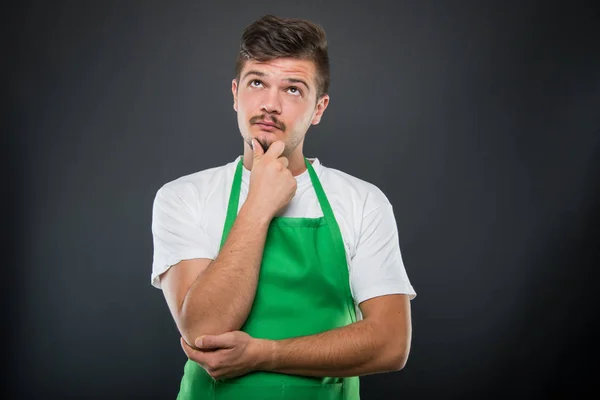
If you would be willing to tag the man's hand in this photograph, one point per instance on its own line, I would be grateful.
(272, 185)
(228, 355)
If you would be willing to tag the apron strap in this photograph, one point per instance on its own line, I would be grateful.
(234, 201)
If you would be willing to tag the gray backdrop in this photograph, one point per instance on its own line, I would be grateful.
(479, 120)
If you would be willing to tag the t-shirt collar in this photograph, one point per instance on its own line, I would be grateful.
(302, 179)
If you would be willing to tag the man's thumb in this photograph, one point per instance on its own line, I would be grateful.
(257, 149)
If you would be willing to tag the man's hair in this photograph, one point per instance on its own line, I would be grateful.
(274, 37)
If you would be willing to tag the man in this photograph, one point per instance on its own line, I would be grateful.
(284, 277)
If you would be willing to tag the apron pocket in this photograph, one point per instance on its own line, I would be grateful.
(332, 391)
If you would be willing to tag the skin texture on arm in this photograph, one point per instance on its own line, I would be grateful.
(378, 343)
(207, 297)
(215, 296)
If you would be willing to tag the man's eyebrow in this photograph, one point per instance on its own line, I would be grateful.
(262, 74)
(296, 80)
(253, 72)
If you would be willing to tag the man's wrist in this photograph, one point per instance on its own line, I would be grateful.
(266, 353)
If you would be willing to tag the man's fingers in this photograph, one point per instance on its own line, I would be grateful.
(186, 348)
(257, 149)
(276, 149)
(284, 161)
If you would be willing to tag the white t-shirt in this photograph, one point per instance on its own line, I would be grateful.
(189, 214)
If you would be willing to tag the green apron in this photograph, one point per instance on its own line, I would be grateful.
(303, 289)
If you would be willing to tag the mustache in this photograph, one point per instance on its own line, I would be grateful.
(266, 117)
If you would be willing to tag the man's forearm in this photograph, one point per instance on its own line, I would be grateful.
(221, 297)
(360, 348)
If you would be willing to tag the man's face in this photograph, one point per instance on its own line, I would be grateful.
(277, 100)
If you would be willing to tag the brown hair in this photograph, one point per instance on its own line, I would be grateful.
(273, 37)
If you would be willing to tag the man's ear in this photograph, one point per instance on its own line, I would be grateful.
(321, 106)
(234, 91)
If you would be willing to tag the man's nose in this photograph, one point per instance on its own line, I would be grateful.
(271, 102)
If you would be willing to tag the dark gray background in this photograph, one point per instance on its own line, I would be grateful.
(479, 120)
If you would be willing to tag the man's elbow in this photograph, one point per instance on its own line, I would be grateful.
(191, 328)
(397, 358)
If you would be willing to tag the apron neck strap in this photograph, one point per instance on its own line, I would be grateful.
(234, 197)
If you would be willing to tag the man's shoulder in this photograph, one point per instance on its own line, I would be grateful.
(346, 184)
(197, 182)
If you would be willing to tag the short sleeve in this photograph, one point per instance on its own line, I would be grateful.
(177, 233)
(377, 268)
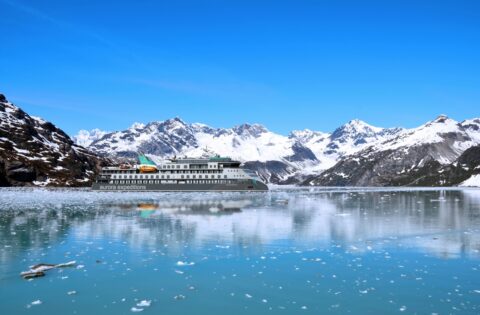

------------

▶ [Problem to work on] Excluding all images, transcribe the material word for word.

▶ [Result below]
If you would be willing to tag the man's hand in this photograph, one point per instance on its own line, I would be grateful.
(272, 185)
(228, 355)
If you would be willing to tag the apron strap in this photograph, one point per instance on its own line, I would be grateful.
(234, 201)
If you would be willing to tag the gray backdrop in this photograph, one point per instance on its own line, I would be grateful.
(479, 120)
If you would be willing to tag the t-shirt collar in this photograph, one point per instance on its own line, I would be grateful.
(302, 179)
If you would be willing to tag the man's thumb in this photograph, one point per instance on its own line, I would be grateful.
(257, 149)
If you would be willing to tag the man's hair in this photograph, one point per instance on its own line, I would be grateful.
(274, 37)
If you would be willing to tag the man in this photograph, one point per instance on its own line, I would be grateful.
(284, 277)
If you would be willing to tag the apron pocket in this photograph, one point per instance on its own line, I would be grateful.
(332, 391)
If you would be willing to tag the skin texture on arm in this photograph, one point per instance on its own line, I would be grateful.
(378, 343)
(207, 297)
(215, 296)
If you would be willing to tag the man's eyebrow in this photograph, one point per instance on its own line, I would be grateful.
(262, 74)
(296, 80)
(253, 72)
If you would be willing to tag the man's wrist in this photograph, one point per instance on its own line, I would be grateful.
(266, 353)
If you would be willing to tag the man's fingers in this photograph, one point per instance on its own line, I would be grateful.
(186, 348)
(257, 149)
(276, 149)
(284, 161)
If you would be willing to tag the white t-shirt in this photograph, one point per instance on its own line, I would be grateful.
(189, 214)
If you would be willing to tag the green apron in this photograph, one point per instance on its own line, I would be grateful.
(303, 289)
If you would be willing to tag the mustache in this photograph, one point per instance on its own line, I would be grateful.
(266, 117)
If you would be willing to tag the man's forearm in this photograph, one point per instance on its own line, I would be grateful.
(221, 297)
(360, 348)
If you would be willing to tag the man's face in this photograph, one point per instance on its own line, I would be grateful.
(277, 100)
If you would be willing to tag the brown hair in this photograph, one point per instance on its own line, I would be grateful.
(273, 37)
If you would be willing to tag the man's ear in this photograph, one point per instance on its own line, I would be grateful.
(321, 106)
(234, 91)
If you would be willing to tag the man's nose in this photograph, one point per instance on its own line, I would be grateful.
(271, 102)
If you would be willing to tag the dark gray background in this photograph, one point per instance on its own line, I would be grateful.
(479, 120)
If you would be willing to tag the man's elbow in this photograph, one point per instance on its own line, I would be grateful.
(191, 328)
(397, 358)
If you would be willing to tag the apron neck strap in this photograph, one point per instance on its own line, I would be grateful.
(234, 197)
If you would be willing to tag the man's shoulder in this photograph, one point per instance on its own line, I would be grateful.
(346, 184)
(197, 182)
If you would be willing to tag the short sleeve in this photograph, one point per instance on its own line, I would be grateful.
(177, 233)
(377, 268)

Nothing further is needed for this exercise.